Segment Open

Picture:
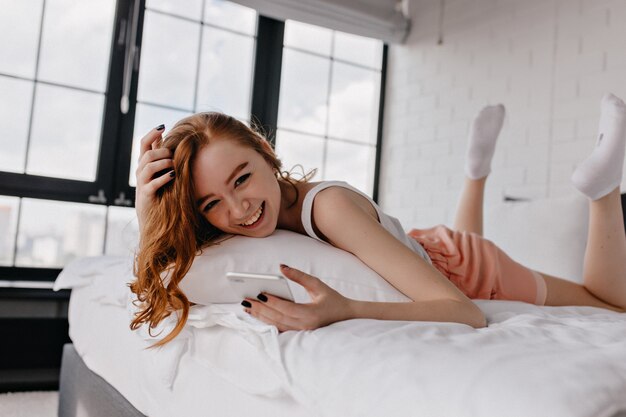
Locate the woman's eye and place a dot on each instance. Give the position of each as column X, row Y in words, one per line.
column 241, row 179
column 210, row 205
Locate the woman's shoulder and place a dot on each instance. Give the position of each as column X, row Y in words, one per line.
column 337, row 196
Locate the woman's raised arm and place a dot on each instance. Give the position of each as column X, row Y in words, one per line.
column 151, row 161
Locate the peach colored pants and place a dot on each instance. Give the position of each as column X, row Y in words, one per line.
column 478, row 267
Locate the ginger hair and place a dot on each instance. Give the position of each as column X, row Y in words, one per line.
column 174, row 230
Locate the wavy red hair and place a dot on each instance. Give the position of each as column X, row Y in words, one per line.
column 166, row 250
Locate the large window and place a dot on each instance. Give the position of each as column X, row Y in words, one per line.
column 82, row 81
column 329, row 102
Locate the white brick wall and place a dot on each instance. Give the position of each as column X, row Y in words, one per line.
column 548, row 61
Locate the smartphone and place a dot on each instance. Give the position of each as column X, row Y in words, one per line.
column 249, row 285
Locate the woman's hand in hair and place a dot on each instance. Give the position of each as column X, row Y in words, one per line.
column 327, row 306
column 155, row 169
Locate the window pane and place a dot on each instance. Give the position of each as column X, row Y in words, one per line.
column 8, row 223
column 148, row 117
column 354, row 102
column 52, row 233
column 122, row 231
column 352, row 163
column 19, row 36
column 303, row 92
column 358, row 49
column 15, row 102
column 231, row 16
column 76, row 42
column 294, row 148
column 65, row 136
column 308, row 37
column 169, row 59
column 226, row 65
column 189, row 8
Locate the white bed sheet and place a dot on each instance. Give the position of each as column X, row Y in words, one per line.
column 530, row 361
column 101, row 336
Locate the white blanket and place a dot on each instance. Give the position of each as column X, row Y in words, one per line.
column 530, row 361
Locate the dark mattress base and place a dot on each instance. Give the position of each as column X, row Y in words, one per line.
column 83, row 393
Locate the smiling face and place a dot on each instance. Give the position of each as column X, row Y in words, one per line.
column 235, row 189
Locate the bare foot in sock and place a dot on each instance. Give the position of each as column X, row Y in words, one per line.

Segment Closed

Give back each entry exactly as it appears. Leave pictures out.

• **The completed task**
Picture:
Locate the woman's eye and place a dot on each instance. Give the position of each as column X, row Y in words, one per line.
column 241, row 179
column 210, row 205
Locate the woman's shoulder and place a dot on each instance. Give the position of each as column X, row Y in words, one per line.
column 337, row 196
Locate the woman's raised arm and place a dot on each instance. Give the position of each as column X, row Y in words, one per line.
column 151, row 161
Locate the peach colored pants and place a dot on each instance. Give the position of each as column X, row Y in words, one per line.
column 478, row 267
Locate the ginger hair and place a dot on each instance. Give the position of each as column X, row Y in words, one per line.
column 174, row 230
Locate the wavy red hair and place a dot on each instance. Give the position of each as column X, row Y in words, one per line.
column 166, row 250
Locate the large window and place a dot on each instance. Give the position of each as column X, row Y in words, one per line.
column 82, row 81
column 329, row 102
Locate the white brick wall and place a dot on each instance. Give the position of each as column X, row Y in words, one per line.
column 548, row 61
Locate the smartphone and place a dot on each instance. Give the position of each as column X, row Y in words, one per line.
column 249, row 285
Locate the woman's hand in hair and place a dot on each instance. Give the position of each as column X, row Y in words, one per line.
column 327, row 306
column 155, row 169
Locate the window pane and place a dot on each instance. Give the position of each as column X, row Y in words, one per line.
column 8, row 223
column 148, row 117
column 354, row 102
column 52, row 233
column 122, row 231
column 352, row 163
column 19, row 36
column 303, row 92
column 358, row 49
column 15, row 102
column 231, row 16
column 76, row 42
column 294, row 148
column 65, row 136
column 308, row 37
column 169, row 59
column 226, row 65
column 189, row 8
Locate the white bed sheet and place a dot on each instance. Give the position of each as column X, row Y in words, one per line.
column 530, row 361
column 101, row 336
Locate the white blanket and place a dot on each instance. Give the position of each as column X, row Y in words, one per line.
column 530, row 361
Locate the dark mattress base and place a dot on each instance. Give the position of each as column X, row Y in words, one per line.
column 83, row 393
Locate the smiling face and place a dot on each instance. Give the position of each as column X, row Y in words, one per line.
column 235, row 189
Locate the bare foot in sock and place a dot on each instance. Give the position of each as column X, row Y in words, one per line.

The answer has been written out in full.